● **SHORT EXERCISE**
Repeat exactly, and only, the lines from the line containing "the white countertop." through the last line of the records below, including both.
** BEGIN SUPPLIED MATERIAL **
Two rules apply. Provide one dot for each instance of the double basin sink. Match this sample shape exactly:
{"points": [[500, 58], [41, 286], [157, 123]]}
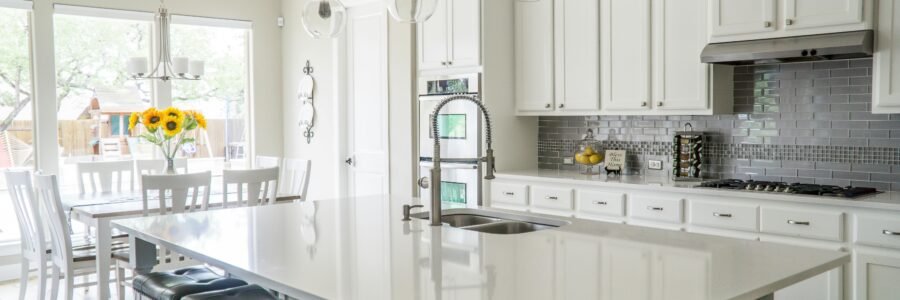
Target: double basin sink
{"points": [[493, 222]]}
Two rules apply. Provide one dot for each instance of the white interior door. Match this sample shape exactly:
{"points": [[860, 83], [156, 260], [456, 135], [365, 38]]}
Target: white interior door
{"points": [[367, 102]]}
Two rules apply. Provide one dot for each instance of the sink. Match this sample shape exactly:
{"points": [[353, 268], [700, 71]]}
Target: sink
{"points": [[493, 222]]}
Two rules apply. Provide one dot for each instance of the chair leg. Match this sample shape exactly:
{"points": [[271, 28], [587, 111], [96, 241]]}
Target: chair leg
{"points": [[23, 280], [54, 283]]}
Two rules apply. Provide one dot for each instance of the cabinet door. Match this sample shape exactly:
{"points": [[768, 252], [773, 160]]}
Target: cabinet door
{"points": [[465, 33], [627, 65], [876, 275], [737, 17], [801, 14], [886, 69], [681, 81], [534, 55], [433, 37], [577, 33]]}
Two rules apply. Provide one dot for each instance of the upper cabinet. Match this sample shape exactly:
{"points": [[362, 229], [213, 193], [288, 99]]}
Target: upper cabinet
{"points": [[557, 57], [735, 20], [451, 38]]}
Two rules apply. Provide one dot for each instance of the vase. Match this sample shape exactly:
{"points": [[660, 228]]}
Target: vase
{"points": [[170, 166]]}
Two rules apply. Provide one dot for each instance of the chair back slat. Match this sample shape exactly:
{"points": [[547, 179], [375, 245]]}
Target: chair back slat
{"points": [[296, 177], [102, 173], [47, 187], [261, 186], [31, 229], [172, 191]]}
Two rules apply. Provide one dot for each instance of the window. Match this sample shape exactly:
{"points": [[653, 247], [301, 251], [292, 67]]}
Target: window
{"points": [[93, 90], [16, 122], [222, 95]]}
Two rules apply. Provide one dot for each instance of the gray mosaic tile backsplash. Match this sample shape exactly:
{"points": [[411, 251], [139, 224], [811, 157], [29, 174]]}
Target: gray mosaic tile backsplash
{"points": [[800, 122]]}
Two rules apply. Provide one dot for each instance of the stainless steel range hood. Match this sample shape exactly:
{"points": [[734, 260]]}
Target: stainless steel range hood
{"points": [[843, 45]]}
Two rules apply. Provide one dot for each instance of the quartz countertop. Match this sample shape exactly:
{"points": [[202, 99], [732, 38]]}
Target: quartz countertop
{"points": [[884, 200], [359, 248]]}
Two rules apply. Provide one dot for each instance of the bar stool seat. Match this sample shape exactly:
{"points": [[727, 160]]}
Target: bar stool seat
{"points": [[174, 285], [246, 292]]}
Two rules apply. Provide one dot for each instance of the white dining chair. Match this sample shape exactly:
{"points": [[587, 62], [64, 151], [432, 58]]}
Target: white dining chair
{"points": [[67, 261], [260, 186], [31, 230], [295, 178], [263, 162], [158, 166], [104, 176]]}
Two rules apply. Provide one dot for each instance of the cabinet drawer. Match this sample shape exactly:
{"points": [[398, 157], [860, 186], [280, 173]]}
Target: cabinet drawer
{"points": [[725, 215], [509, 193], [803, 223], [601, 203], [878, 231], [655, 209], [552, 198]]}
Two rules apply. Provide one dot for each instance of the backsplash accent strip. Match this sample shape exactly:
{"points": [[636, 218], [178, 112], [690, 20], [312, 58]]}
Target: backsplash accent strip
{"points": [[800, 122]]}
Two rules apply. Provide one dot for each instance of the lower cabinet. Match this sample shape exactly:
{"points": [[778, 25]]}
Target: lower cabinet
{"points": [[877, 275]]}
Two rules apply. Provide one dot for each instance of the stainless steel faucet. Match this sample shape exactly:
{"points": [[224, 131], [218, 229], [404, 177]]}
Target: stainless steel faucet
{"points": [[488, 159]]}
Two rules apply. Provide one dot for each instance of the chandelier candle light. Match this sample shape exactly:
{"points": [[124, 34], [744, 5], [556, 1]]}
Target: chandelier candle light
{"points": [[168, 129], [166, 68]]}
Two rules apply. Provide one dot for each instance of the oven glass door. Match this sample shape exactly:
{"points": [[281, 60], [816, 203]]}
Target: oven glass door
{"points": [[458, 128], [459, 185]]}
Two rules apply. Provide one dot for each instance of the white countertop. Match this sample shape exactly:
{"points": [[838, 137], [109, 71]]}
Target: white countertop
{"points": [[360, 249], [885, 200]]}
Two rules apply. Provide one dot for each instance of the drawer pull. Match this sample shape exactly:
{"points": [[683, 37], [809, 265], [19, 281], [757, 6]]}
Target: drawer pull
{"points": [[792, 222]]}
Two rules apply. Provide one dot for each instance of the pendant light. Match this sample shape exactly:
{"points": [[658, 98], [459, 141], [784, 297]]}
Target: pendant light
{"points": [[324, 18], [411, 11]]}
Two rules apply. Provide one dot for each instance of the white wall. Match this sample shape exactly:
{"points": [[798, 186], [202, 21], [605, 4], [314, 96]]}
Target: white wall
{"points": [[325, 149]]}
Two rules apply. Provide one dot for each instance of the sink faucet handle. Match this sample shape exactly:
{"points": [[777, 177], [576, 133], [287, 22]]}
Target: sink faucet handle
{"points": [[407, 208]]}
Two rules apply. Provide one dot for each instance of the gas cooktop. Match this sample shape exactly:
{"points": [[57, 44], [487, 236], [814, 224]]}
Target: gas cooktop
{"points": [[790, 188]]}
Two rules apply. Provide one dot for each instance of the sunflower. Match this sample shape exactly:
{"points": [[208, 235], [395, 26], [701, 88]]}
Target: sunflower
{"points": [[172, 125], [152, 119], [133, 120]]}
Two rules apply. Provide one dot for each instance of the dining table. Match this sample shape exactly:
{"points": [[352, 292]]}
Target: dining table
{"points": [[97, 210]]}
** END SUPPLIED MATERIAL **
● **THE SOLUTION**
Two rules apply. Provide one dot for each instance of the white countertop. Match this sample shape exactly:
{"points": [[838, 137], [109, 71]]}
Target: white countertop
{"points": [[360, 249], [885, 200]]}
Two rules apply. Provide one dot for each instance of the drawer pull. Match this sample shape exactly:
{"points": [[683, 37], [809, 265], [19, 281], [757, 6]]}
Target: drawer pull
{"points": [[792, 222]]}
Two rules apply. Provide one dot for each instance of the pendant light. Match this sample shape exactly:
{"points": [[658, 98], [459, 141], [784, 297]]}
Target: pendant light
{"points": [[324, 18], [411, 11]]}
Two rules apply. Provide one dot for each instance of the white wall. Match this sample shape exactly:
{"points": [[798, 186], [202, 21], [605, 4], [314, 96]]}
Target: white wall
{"points": [[325, 149]]}
Two rules apply. Provide one dot for each instance of the sink faucet handle. Match this sample shape exactly:
{"points": [[777, 177], [576, 133], [287, 22]]}
Target: sink faucet handle
{"points": [[407, 208]]}
Two rules apply. Provide one dot for each instance of the gas cooktop. Match this sample shape exactly:
{"points": [[57, 44], [487, 236], [814, 224]]}
Target: gas cooktop
{"points": [[790, 188]]}
Two rules apply. Provide one dot for each instance of the sunflower. Match this sample shape exactly:
{"points": [[208, 235], [395, 26], [701, 88]]}
Target: sunflower
{"points": [[172, 125], [152, 119], [133, 120]]}
Two rules apply. Provide one dot for each instance of the dining table. Match this sample shape exactly:
{"points": [[352, 292]]}
Target: dining table
{"points": [[97, 210]]}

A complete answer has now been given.